▶ GOAL: Locate the line containing "In this photo, where can the brown" in the data below. Reproduce it and every following line up to the end, exactly as given.
>> start
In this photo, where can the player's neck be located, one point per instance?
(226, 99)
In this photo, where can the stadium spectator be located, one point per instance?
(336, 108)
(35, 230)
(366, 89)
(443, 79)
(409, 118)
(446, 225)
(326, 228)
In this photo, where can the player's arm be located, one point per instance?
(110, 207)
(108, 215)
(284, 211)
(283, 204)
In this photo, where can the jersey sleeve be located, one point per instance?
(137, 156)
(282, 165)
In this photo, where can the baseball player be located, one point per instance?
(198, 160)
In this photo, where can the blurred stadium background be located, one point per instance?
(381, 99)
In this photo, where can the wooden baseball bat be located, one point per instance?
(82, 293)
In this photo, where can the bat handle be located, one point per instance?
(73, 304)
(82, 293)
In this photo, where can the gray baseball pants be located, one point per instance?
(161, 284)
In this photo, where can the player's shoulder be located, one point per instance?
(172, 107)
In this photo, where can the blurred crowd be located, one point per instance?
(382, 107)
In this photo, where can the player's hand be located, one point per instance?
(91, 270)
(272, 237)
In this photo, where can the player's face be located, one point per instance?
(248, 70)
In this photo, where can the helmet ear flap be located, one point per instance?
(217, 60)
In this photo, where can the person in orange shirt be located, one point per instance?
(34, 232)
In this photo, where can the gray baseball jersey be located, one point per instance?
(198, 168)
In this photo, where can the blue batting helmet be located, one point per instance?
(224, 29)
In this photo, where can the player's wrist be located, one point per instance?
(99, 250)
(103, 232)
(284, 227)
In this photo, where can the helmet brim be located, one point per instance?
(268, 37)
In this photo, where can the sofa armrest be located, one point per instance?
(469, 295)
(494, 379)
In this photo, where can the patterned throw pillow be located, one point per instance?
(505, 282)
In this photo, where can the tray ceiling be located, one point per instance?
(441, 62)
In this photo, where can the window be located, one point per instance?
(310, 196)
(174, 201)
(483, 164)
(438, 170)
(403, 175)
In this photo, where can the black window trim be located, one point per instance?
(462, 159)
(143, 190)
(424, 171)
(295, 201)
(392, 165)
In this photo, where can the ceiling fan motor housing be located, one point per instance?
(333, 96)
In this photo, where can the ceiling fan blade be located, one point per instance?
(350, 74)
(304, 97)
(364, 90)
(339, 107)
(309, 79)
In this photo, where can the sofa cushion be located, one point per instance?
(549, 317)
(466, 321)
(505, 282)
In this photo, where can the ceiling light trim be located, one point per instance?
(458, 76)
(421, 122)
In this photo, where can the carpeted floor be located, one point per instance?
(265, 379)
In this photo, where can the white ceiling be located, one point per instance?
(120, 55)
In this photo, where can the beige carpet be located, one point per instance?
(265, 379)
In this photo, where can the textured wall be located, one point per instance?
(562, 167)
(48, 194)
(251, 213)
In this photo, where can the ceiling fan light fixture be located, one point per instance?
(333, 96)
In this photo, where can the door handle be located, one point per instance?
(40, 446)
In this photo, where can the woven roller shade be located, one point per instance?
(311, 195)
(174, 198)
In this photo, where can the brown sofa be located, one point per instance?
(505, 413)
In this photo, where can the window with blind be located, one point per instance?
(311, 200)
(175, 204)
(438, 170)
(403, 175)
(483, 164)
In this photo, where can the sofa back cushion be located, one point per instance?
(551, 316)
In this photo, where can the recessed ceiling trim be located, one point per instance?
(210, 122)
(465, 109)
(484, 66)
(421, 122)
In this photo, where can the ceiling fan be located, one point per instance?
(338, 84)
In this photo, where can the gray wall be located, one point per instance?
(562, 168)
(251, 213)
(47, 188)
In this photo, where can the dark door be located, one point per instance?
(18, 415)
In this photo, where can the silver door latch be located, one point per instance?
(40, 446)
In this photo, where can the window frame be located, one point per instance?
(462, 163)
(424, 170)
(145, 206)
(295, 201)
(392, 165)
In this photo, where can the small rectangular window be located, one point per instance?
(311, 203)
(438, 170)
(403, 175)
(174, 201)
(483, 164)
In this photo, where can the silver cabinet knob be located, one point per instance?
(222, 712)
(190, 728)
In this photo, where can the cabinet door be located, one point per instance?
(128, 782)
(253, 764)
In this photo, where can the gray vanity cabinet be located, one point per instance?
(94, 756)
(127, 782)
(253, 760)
>> end
▶ SOLUTION:
In this photo, where can the brown sofa be located, one point per instance?
(505, 413)
In this photo, where can the window with blind be located, one point per instance?
(311, 200)
(175, 204)
(438, 170)
(403, 175)
(483, 164)
In this photo, where can the sofa back cushion be located, one point per instance?
(551, 316)
In this photo, where can the recessed ceiling trim be located, one point per instance?
(210, 122)
(465, 109)
(484, 66)
(421, 122)
In this photo, where can the ceiling fan be located, one point per instance?
(338, 84)
In this photo, where can the gray wall be located, one point per instance?
(562, 168)
(251, 213)
(47, 188)
In this photo, where can the dark door be located, one point per instance?
(18, 415)
In this photo, where can the silver door latch be located, one point per instance?
(40, 446)
In this photo, where can the window frame be located, one point per instance?
(462, 163)
(424, 170)
(145, 206)
(295, 201)
(392, 165)
In this photo, where can the small rectangular window be located, one point per instance?
(311, 203)
(438, 170)
(403, 175)
(174, 201)
(483, 164)
In this photo, where can the silver cabinet knob be located, one point per instance?
(222, 712)
(190, 728)
In this photo, where can the cabinet door be located, one point per instance?
(128, 782)
(253, 764)
In this photo, where can the gray vanity cabinet be located, one point per instance?
(94, 756)
(127, 782)
(253, 760)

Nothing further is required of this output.